━━ SOURCE MATERIAL
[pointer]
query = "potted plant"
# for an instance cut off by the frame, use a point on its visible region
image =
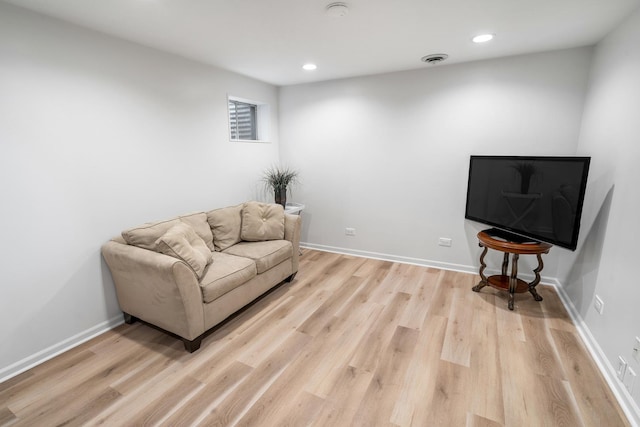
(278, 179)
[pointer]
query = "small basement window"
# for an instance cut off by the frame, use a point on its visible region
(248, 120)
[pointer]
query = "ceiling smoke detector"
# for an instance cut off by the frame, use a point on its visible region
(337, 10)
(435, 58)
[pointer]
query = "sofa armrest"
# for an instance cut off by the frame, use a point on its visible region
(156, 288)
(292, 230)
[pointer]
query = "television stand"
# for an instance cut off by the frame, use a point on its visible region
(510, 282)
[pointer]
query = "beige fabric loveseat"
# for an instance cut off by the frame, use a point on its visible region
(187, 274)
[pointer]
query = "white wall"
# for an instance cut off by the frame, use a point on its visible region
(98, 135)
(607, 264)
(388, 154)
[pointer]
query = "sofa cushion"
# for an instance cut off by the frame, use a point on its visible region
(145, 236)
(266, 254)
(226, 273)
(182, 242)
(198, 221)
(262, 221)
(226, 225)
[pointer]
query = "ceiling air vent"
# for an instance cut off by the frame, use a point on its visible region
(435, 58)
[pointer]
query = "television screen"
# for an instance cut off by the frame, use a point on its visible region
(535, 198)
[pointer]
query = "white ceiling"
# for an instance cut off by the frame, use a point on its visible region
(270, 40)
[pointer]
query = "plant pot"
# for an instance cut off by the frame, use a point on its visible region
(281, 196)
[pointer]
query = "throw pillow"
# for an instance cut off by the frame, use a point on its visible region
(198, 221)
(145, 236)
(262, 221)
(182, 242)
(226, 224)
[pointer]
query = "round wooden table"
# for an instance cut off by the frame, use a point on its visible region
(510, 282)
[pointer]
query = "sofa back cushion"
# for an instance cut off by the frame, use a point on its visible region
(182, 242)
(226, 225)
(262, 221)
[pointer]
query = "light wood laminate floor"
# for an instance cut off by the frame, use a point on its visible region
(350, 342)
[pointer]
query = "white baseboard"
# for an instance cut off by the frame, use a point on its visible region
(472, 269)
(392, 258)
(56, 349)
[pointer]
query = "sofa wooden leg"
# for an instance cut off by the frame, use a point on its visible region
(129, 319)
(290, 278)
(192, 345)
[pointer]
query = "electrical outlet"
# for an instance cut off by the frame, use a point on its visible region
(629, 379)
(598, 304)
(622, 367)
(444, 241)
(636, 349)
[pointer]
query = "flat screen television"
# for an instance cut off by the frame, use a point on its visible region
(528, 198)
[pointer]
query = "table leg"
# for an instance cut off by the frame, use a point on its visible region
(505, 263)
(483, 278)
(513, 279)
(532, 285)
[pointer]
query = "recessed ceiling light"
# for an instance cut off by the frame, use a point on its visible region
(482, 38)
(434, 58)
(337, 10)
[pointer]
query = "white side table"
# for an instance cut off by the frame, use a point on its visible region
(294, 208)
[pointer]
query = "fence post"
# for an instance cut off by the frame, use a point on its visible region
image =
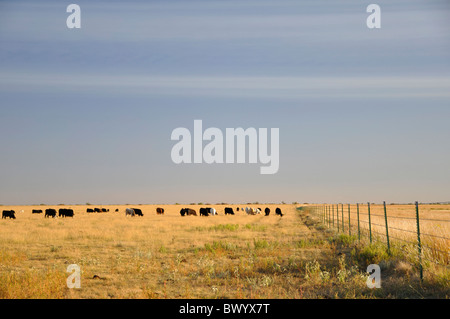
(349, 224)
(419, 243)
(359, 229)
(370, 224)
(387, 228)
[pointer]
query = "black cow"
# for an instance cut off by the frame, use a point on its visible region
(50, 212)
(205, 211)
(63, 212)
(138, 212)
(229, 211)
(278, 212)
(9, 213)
━━━━
━━ SOURCE MATERIAL
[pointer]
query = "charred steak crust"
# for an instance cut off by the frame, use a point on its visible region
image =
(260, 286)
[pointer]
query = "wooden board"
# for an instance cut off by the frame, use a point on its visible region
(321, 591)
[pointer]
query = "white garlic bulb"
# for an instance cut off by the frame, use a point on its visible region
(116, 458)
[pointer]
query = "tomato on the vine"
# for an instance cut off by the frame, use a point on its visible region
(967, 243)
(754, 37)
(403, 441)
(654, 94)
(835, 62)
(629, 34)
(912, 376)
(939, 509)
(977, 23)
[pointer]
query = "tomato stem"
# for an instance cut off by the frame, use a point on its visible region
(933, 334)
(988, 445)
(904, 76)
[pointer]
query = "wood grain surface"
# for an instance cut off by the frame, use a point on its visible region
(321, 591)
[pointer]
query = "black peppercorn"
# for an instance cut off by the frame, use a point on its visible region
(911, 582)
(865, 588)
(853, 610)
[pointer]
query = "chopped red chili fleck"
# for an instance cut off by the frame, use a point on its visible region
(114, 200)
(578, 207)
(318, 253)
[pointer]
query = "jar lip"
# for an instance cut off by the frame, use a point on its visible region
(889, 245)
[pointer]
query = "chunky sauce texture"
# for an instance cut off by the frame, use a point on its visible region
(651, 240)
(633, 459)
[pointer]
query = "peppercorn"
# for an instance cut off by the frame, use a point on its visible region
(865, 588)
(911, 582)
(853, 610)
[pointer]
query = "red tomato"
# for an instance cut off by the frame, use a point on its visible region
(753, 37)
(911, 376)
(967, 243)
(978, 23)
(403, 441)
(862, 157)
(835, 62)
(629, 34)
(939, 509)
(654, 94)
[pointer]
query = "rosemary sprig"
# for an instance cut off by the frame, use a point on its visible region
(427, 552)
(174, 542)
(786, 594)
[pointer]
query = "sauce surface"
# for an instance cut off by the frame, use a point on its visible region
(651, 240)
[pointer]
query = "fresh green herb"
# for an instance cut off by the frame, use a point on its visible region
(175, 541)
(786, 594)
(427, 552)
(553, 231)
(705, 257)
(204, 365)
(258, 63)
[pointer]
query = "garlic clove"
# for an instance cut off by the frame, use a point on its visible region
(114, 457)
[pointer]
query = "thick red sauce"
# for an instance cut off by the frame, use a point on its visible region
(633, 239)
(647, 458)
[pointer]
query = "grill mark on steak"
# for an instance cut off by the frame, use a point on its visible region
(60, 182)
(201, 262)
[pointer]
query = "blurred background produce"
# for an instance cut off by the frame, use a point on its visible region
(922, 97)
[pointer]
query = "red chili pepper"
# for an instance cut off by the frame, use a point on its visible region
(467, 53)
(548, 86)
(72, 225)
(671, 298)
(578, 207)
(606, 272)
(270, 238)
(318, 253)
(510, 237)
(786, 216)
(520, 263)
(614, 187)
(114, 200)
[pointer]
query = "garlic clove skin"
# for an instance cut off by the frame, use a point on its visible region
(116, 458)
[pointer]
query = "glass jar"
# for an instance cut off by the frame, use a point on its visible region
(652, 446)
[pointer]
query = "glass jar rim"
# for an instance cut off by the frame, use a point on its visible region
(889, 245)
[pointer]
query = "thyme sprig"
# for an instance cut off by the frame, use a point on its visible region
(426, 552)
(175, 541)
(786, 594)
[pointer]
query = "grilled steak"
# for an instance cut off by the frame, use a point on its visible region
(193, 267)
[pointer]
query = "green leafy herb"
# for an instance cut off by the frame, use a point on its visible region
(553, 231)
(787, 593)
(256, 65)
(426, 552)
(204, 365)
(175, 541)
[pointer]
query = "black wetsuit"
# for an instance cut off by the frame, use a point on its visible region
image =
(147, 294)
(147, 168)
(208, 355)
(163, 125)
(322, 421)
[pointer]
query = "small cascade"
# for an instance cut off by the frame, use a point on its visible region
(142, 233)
━━━━
━━ SOURCE MATERIAL
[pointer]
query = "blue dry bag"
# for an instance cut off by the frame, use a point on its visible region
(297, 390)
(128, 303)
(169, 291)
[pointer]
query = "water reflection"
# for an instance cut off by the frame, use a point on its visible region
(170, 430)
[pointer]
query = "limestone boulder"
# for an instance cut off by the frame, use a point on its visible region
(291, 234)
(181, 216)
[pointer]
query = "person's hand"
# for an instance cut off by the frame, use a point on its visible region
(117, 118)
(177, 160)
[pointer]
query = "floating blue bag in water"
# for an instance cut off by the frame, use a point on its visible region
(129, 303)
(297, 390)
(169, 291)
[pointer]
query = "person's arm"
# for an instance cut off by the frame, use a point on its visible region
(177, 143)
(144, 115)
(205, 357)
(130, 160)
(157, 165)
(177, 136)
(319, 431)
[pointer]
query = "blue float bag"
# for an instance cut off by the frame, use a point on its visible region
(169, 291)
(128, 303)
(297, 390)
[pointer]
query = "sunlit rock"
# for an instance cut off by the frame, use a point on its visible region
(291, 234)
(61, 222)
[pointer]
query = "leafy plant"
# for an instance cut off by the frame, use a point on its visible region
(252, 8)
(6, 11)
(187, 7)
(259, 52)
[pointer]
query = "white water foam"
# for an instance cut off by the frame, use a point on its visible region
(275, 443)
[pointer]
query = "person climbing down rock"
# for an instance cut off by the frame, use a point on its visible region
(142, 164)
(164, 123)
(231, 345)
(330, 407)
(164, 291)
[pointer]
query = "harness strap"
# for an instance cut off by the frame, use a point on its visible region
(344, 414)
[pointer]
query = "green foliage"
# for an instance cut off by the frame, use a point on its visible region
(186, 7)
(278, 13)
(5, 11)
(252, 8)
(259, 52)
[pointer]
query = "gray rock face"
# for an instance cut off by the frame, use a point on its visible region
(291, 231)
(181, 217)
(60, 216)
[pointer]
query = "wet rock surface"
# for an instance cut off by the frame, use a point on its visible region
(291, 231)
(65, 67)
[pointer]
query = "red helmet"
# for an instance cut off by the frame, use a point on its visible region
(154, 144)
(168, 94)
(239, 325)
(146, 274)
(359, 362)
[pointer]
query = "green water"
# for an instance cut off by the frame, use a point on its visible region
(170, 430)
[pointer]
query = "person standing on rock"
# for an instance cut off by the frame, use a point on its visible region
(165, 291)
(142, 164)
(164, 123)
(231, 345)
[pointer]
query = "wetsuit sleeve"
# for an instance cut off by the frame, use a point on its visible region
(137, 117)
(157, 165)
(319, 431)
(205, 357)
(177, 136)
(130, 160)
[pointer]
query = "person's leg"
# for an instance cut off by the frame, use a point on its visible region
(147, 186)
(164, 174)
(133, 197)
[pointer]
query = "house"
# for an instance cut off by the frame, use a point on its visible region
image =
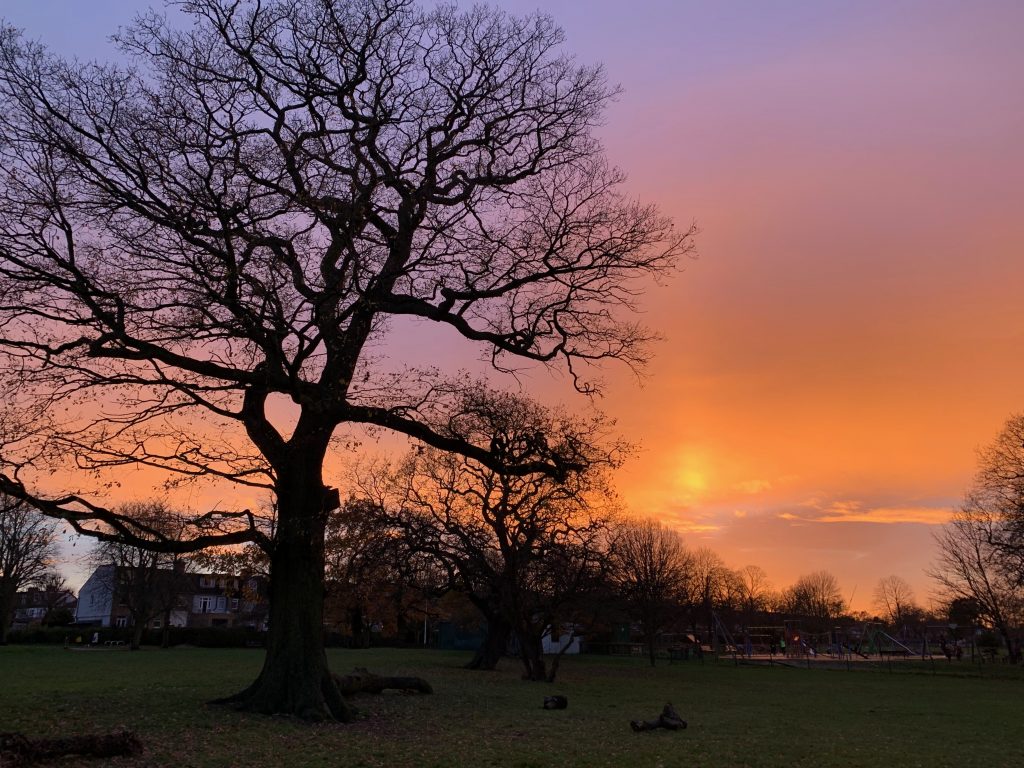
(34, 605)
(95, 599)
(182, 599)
━━━━
TASK TO COMPLETE
Across the preceding material, how many lines contain the word "green"? State the number alone.

OUTPUT FOR THIS EXERCISE
4